Excerpts of location labeling records
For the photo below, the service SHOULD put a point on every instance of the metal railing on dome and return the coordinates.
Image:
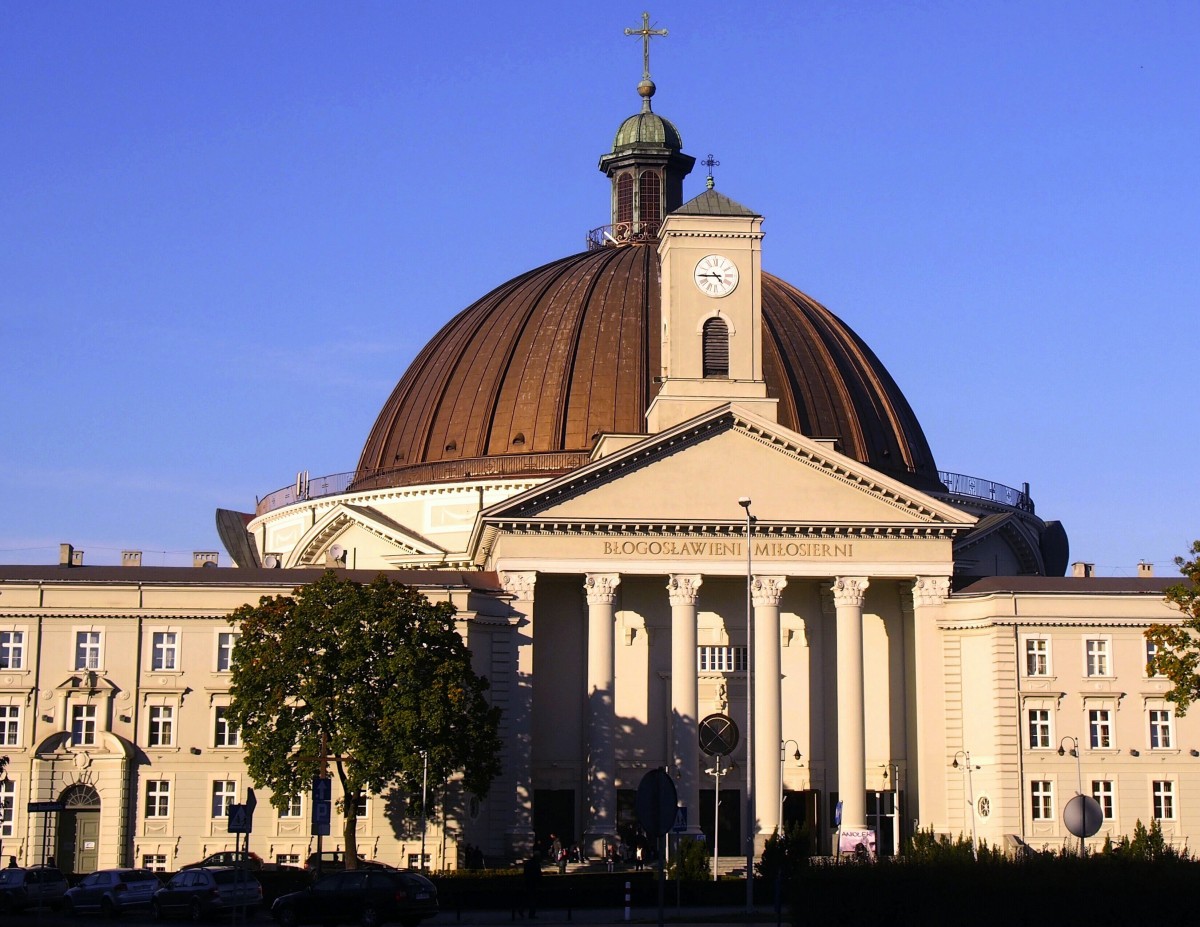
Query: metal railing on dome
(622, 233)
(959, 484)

* * *

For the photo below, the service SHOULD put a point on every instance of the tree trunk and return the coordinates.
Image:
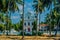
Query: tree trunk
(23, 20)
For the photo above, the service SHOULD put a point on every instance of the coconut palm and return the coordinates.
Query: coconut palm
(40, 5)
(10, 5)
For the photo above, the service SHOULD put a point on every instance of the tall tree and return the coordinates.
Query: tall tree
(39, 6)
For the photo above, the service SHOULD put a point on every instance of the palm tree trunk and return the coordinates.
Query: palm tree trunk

PROBLEM TO SOLVE — Copy out the records from the line with "palm tree trunk and return the coordinates." to the line with "Query: palm tree trunk", swapping "service" for "labeler" and keeping everything else the same.

OUTPUT OF THE TASK —
For the photo above, the labeler SHOULD put a point on every instance of the palm tree trunk and return the coordinates.
Query: palm tree trunk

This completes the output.